[Pointing rows]
------------
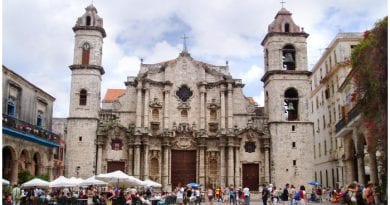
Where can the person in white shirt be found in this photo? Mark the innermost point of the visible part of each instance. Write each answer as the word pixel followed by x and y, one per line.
pixel 246 195
pixel 180 195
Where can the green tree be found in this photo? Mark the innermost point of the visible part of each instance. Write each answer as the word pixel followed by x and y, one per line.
pixel 369 73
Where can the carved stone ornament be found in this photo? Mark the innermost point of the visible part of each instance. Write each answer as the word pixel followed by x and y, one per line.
pixel 155 103
pixel 183 143
pixel 184 93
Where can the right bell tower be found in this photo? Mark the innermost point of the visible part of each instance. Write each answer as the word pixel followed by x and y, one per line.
pixel 287 91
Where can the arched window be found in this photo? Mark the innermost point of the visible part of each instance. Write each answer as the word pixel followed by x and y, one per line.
pixel 184 115
pixel 40 118
pixel 83 97
pixel 155 114
pixel 11 108
pixel 291 103
pixel 287 27
pixel 88 21
pixel 213 115
pixel 86 51
pixel 289 57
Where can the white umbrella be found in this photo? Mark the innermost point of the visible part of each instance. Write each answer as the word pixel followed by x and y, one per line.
pixel 5 182
pixel 75 181
pixel 62 181
pixel 151 183
pixel 119 178
pixel 92 181
pixel 36 182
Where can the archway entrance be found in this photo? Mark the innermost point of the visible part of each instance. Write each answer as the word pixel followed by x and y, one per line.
pixel 183 167
pixel 250 176
pixel 7 163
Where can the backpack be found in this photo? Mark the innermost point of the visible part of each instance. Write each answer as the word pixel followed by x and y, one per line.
pixel 346 197
pixel 297 195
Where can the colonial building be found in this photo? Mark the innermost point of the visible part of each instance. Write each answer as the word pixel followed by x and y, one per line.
pixel 287 93
pixel 184 120
pixel 28 143
pixel 328 107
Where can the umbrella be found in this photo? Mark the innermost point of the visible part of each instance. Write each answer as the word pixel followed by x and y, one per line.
pixel 62 181
pixel 119 178
pixel 151 183
pixel 92 181
pixel 314 183
pixel 193 184
pixel 5 182
pixel 36 182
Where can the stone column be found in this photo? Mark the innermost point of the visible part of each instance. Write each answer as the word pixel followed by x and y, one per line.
pixel 230 166
pixel 202 108
pixel 166 107
pixel 237 164
pixel 359 147
pixel 130 160
pixel 202 158
pixel 165 163
pixel 138 122
pixel 137 158
pixel 266 163
pixel 223 165
pixel 146 106
pixel 99 159
pixel 349 171
pixel 230 106
pixel 14 172
pixel 223 108
pixel 146 160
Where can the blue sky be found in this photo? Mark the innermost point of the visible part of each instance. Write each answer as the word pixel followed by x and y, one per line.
pixel 38 39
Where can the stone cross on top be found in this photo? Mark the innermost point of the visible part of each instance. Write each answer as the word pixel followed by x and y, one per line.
pixel 282 2
pixel 184 43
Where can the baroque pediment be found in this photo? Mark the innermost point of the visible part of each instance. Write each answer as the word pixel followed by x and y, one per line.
pixel 184 143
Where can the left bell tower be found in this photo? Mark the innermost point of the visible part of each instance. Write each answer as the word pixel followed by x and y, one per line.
pixel 84 104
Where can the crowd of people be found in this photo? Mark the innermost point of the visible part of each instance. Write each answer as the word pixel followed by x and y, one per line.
pixel 354 194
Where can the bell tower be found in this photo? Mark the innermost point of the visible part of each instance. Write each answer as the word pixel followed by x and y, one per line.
pixel 85 94
pixel 287 88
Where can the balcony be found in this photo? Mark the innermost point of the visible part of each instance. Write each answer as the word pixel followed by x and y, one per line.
pixel 352 114
pixel 24 130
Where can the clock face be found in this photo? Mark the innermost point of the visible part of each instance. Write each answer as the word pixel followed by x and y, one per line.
pixel 86 46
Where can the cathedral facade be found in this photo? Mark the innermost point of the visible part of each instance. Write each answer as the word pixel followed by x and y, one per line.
pixel 184 120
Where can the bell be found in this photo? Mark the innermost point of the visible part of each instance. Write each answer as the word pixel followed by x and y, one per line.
pixel 290 107
pixel 288 58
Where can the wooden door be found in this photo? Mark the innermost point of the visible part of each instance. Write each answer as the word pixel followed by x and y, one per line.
pixel 183 168
pixel 250 176
pixel 115 165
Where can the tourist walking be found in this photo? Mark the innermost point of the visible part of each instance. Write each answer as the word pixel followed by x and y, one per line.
pixel 246 195
pixel 16 195
pixel 265 194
------------
*Aim*:
Copy out every line, not only the answers, from the line that has "Where can the left" through the line that has "pixel 354 194", and shift each pixel coordinate in the answers up by 47.

*Final result*:
Where can the left bell tower be found in this photo? Mark the innermost point of the visible part of each instance. Write each answer as the word pixel followed by x and y, one per line.
pixel 131 151
Where can the crowd of people be found in this photo? Mark the innermost point of the visible part of each instance. Write each answer as the word pixel followed by x and y, one per line.
pixel 401 241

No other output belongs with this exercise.